How many lines in the rows below contain the string "each"? Case counts. Reply with the number alone.

:: Information supplied ::
▼▼▼

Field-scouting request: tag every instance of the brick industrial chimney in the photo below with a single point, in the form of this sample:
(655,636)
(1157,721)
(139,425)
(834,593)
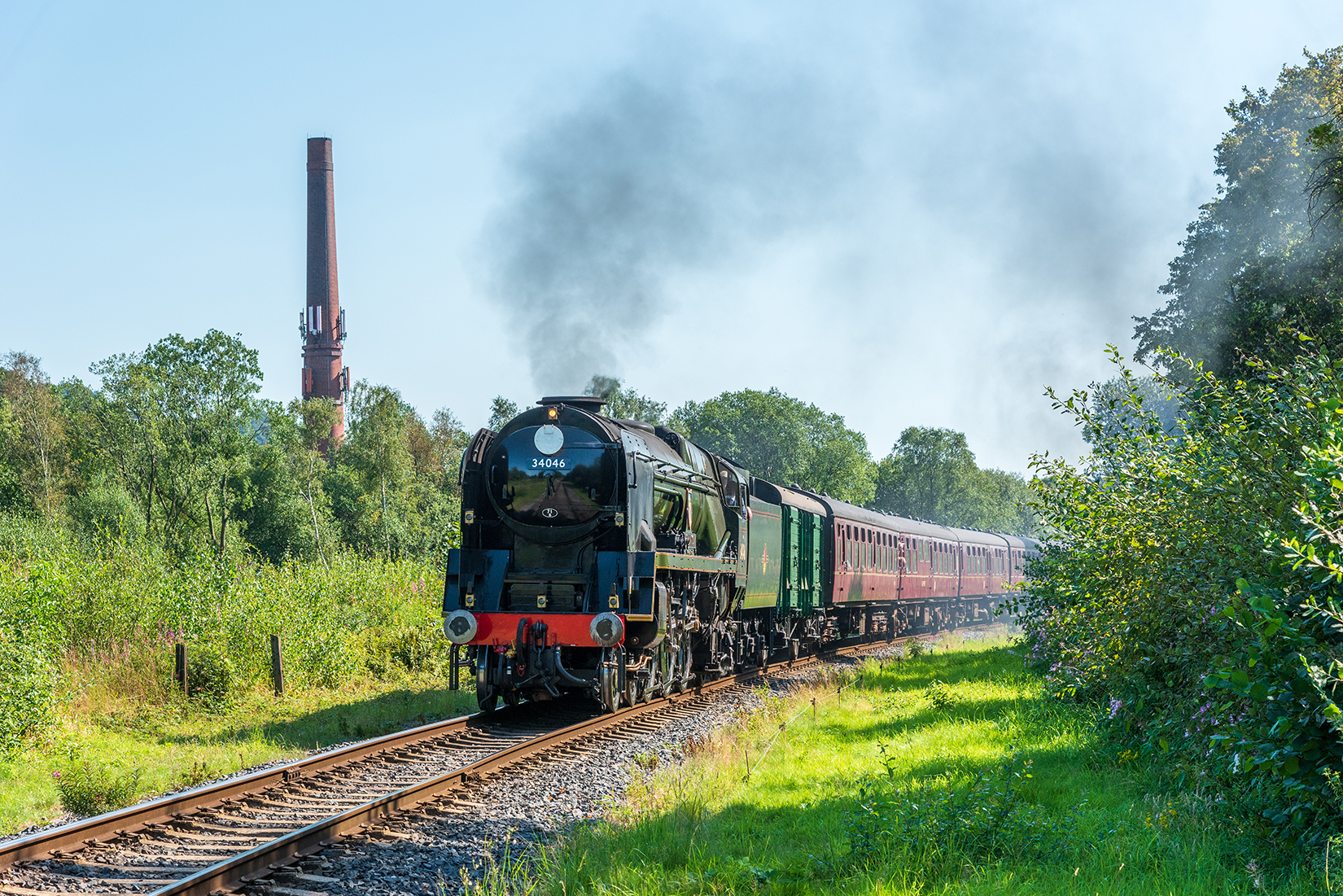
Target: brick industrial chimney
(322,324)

▲▲▲
▼▼▼

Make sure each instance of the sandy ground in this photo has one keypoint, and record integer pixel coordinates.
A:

▲▲▲
▼▼▼

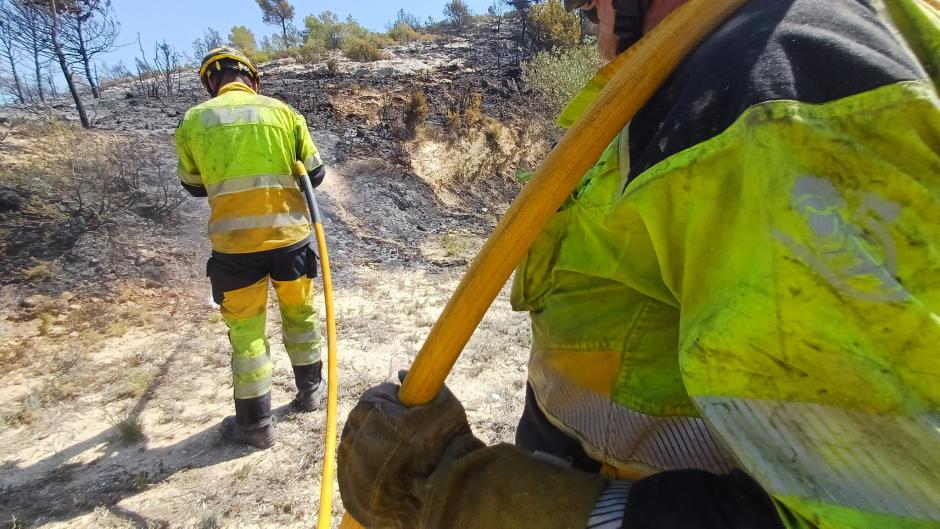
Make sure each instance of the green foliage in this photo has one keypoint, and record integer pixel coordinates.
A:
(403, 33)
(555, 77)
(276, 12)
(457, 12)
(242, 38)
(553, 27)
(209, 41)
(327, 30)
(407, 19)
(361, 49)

▲▲▲

:: Exercise output ::
2